Rescale the entries from the line containing "Question: What region does the bedside" through the line containing "[375,49,500,202]", both lines included. Reproduce only those lines, with each request kept as is and every bounding-box coordinate in the answers multiplied by 2.3 and rounded to the nearest whole number, halves rounded up.

RECORDS FOR THE EXERCISE ::
========================================================================

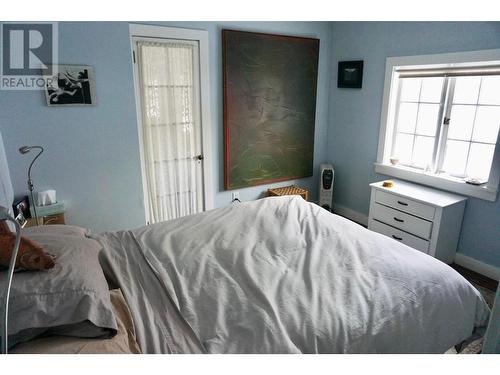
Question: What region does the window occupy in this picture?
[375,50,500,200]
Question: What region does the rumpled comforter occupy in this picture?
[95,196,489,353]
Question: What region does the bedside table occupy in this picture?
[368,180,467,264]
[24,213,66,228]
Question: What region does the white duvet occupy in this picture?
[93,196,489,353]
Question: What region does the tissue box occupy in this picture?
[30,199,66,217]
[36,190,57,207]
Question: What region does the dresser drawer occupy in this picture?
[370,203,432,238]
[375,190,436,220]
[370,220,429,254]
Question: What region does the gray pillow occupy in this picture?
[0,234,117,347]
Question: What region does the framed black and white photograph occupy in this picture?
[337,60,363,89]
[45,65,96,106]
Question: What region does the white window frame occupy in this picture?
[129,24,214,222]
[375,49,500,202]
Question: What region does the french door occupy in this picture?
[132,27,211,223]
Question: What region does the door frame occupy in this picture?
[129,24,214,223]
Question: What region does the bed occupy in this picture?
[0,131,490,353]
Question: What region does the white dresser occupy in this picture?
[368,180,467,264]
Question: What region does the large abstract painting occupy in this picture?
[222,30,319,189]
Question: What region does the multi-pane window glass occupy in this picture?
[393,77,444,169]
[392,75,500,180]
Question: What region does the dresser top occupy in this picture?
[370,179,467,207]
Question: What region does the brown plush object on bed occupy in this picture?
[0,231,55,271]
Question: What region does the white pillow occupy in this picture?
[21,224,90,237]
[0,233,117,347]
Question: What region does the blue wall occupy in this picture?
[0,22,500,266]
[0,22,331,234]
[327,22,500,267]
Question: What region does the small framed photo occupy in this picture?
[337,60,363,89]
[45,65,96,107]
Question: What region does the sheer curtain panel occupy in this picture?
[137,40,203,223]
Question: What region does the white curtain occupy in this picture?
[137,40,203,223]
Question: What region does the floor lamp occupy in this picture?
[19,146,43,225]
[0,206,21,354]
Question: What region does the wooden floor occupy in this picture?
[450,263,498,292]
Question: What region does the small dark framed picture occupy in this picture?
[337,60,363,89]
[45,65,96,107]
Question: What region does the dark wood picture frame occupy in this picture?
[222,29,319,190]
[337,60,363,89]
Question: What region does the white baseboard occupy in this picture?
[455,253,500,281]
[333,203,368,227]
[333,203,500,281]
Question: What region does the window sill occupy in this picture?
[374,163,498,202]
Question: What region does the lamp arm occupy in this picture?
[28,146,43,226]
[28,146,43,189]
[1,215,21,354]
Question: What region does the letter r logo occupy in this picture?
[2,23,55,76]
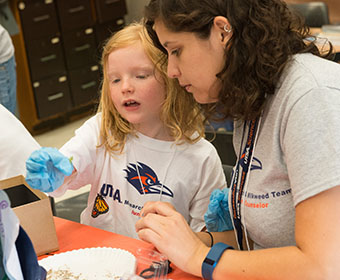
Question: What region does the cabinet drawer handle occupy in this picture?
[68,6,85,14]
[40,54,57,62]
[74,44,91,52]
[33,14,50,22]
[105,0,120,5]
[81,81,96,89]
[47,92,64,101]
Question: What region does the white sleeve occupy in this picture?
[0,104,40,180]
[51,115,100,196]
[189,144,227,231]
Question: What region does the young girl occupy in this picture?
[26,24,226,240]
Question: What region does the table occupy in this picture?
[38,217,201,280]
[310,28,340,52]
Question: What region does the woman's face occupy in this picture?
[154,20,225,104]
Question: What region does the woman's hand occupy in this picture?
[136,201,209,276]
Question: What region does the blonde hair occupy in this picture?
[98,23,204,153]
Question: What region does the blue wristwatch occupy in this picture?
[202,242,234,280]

========================================================================

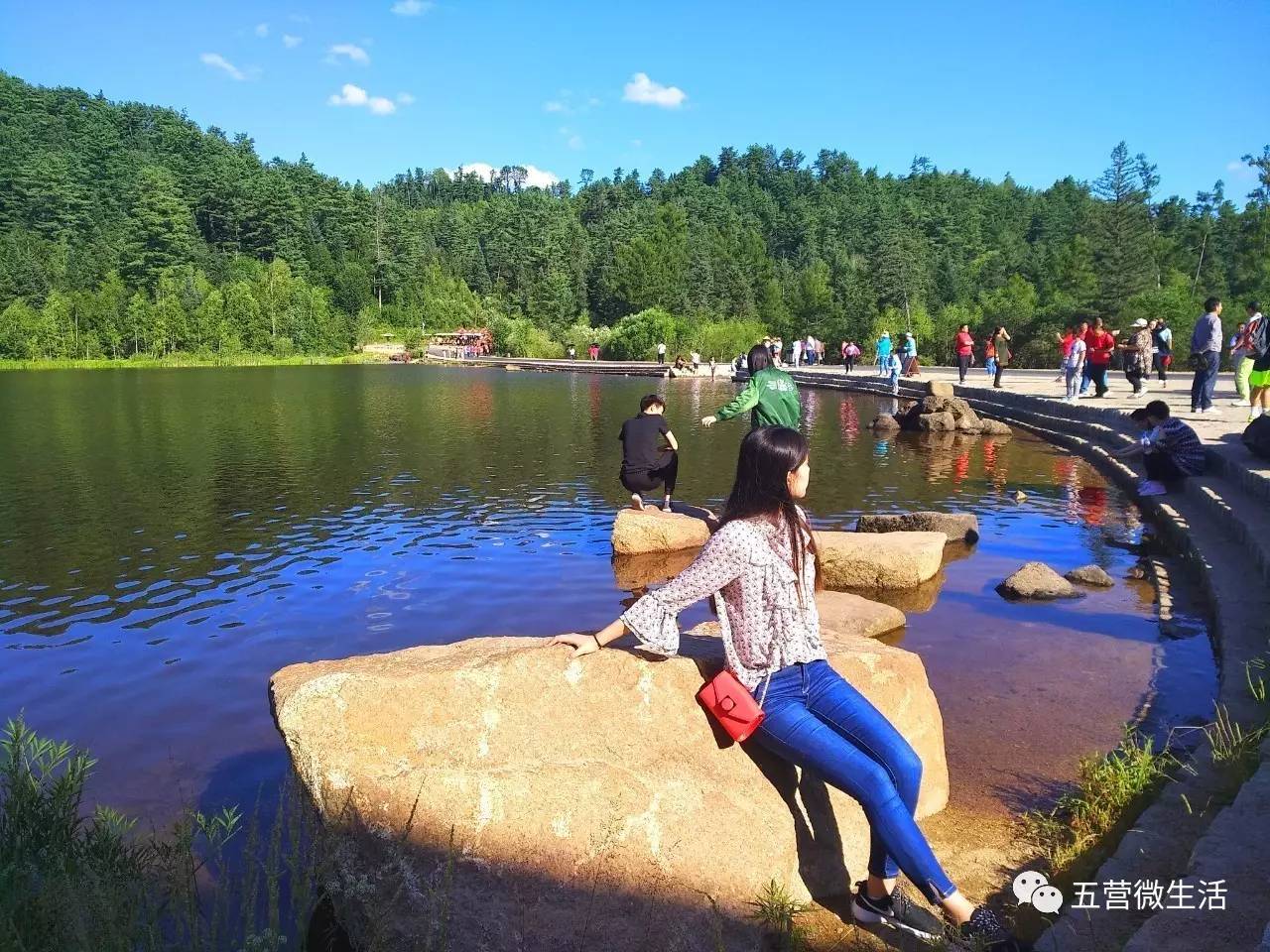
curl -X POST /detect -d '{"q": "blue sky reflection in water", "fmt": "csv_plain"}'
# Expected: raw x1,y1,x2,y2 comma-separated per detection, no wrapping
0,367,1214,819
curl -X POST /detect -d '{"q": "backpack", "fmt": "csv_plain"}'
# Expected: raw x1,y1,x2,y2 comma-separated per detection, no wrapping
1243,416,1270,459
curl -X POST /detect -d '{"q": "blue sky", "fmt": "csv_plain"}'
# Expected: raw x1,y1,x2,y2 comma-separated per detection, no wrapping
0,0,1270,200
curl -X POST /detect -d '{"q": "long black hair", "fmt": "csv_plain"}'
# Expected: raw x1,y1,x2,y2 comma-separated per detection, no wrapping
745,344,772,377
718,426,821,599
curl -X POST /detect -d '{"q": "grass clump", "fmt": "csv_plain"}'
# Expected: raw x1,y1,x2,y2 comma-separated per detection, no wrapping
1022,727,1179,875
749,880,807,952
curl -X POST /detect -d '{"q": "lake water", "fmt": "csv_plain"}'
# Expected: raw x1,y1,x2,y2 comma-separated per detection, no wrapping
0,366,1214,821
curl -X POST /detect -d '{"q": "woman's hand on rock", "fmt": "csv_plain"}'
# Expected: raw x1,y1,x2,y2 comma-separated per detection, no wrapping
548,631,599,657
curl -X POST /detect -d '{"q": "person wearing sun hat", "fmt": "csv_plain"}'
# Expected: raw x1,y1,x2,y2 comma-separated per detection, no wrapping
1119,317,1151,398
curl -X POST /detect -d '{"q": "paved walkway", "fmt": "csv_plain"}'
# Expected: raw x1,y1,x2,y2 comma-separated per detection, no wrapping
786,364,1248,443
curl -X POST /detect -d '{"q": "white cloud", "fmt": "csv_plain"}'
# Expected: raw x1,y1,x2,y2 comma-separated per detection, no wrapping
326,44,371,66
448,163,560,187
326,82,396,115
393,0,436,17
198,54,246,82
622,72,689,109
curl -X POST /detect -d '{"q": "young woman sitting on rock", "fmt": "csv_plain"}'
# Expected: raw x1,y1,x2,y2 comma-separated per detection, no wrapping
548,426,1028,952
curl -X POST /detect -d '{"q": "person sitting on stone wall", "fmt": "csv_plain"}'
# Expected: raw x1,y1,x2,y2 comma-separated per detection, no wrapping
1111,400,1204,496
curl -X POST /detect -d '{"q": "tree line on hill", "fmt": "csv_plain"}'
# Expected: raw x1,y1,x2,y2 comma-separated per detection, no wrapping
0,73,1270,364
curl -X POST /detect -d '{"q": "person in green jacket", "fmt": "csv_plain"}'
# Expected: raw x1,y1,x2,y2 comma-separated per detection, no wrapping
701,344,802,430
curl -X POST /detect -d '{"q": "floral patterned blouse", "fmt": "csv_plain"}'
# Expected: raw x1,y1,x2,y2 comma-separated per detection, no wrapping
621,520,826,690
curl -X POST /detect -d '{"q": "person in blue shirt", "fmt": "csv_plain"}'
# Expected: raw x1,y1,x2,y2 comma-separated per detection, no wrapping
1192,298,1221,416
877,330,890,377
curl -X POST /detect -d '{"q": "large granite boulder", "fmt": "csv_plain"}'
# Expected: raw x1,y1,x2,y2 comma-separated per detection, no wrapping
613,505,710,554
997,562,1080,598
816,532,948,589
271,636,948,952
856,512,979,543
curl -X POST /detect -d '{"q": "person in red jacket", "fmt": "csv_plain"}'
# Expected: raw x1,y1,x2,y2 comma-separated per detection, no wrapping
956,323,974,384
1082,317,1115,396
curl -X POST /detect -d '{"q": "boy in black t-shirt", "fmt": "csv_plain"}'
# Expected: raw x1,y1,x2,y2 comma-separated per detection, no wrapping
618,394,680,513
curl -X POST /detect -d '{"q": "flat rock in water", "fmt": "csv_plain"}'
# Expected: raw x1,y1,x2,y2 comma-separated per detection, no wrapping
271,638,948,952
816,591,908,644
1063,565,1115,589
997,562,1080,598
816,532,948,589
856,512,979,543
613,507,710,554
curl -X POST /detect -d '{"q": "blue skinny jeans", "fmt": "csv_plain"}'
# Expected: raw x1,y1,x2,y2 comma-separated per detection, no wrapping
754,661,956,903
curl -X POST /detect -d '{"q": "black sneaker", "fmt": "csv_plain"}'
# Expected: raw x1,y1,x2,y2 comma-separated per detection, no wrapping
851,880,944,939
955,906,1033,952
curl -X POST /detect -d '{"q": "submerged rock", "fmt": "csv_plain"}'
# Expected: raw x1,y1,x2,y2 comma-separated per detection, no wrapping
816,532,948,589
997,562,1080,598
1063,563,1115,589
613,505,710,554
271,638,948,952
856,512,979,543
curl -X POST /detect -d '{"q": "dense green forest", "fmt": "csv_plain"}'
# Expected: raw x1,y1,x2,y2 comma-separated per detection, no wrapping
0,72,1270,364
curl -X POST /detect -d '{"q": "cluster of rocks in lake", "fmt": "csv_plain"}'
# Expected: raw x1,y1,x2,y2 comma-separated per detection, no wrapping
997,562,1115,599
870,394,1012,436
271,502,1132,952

========================================================================

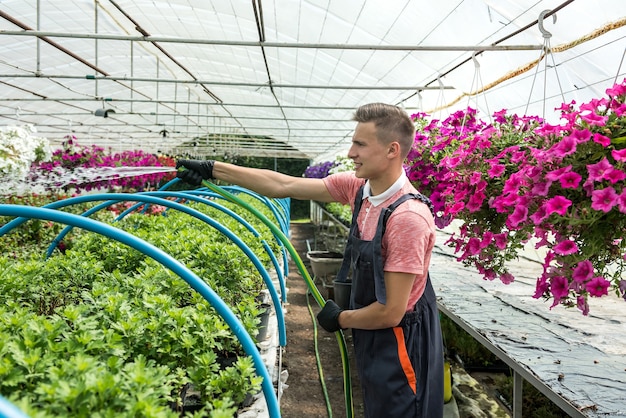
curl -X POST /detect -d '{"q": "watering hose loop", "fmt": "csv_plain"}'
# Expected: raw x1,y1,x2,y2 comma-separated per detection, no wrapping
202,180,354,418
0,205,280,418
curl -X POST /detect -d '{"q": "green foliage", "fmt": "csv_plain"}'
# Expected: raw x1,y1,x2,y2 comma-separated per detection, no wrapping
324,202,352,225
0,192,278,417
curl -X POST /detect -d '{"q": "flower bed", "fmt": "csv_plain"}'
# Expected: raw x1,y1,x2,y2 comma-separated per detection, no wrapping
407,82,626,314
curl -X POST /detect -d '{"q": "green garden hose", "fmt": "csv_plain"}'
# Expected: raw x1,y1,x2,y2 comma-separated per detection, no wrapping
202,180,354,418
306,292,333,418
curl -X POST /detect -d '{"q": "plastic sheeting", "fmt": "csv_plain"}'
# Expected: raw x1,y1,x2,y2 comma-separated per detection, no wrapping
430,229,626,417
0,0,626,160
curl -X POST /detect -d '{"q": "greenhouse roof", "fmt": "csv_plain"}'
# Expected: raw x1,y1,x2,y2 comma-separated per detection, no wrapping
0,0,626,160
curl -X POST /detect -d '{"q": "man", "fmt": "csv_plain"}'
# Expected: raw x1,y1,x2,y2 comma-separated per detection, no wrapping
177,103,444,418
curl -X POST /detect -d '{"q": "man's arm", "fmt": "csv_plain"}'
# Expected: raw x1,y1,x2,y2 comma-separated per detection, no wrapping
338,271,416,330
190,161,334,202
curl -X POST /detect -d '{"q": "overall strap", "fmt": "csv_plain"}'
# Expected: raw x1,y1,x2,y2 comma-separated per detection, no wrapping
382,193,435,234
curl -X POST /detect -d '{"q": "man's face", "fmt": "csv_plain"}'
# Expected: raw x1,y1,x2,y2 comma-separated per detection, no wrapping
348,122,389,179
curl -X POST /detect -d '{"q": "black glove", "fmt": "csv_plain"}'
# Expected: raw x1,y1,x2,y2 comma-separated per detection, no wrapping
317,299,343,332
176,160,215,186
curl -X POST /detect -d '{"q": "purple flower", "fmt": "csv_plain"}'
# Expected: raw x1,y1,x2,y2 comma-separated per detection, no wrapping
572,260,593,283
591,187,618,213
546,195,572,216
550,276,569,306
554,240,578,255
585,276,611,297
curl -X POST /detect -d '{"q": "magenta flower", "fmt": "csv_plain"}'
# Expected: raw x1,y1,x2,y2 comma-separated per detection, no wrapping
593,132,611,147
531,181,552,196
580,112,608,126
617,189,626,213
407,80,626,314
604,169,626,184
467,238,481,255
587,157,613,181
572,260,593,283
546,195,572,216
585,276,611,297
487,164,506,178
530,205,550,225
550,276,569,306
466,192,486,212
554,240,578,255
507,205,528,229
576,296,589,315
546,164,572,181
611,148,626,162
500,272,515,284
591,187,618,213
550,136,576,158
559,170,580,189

========================================================================

WRITTEN ANSWER ::
Question: What region does the bedside table occupy in this picture?
[846,414,1074,607]
[55,490,152,524]
Question: What region does the white duvet occupy in this picture?
[214,451,1125,812]
Question: What region does the tissue box occupy in this picture?
[69,458,152,499]
[83,437,131,476]
Question: What region does the dresser drawer occupy in this picture?
[851,467,994,547]
[863,437,1003,506]
[851,506,987,584]
Question: What region does the gray pillow occupy in this picture?
[0,538,269,798]
Question: What region does the framed black and white photograph occupy in this picture?
[775,138,835,205]
[104,150,221,244]
Question: What region does the white window frame occupy in this picture?
[297,55,492,511]
[863,113,1150,465]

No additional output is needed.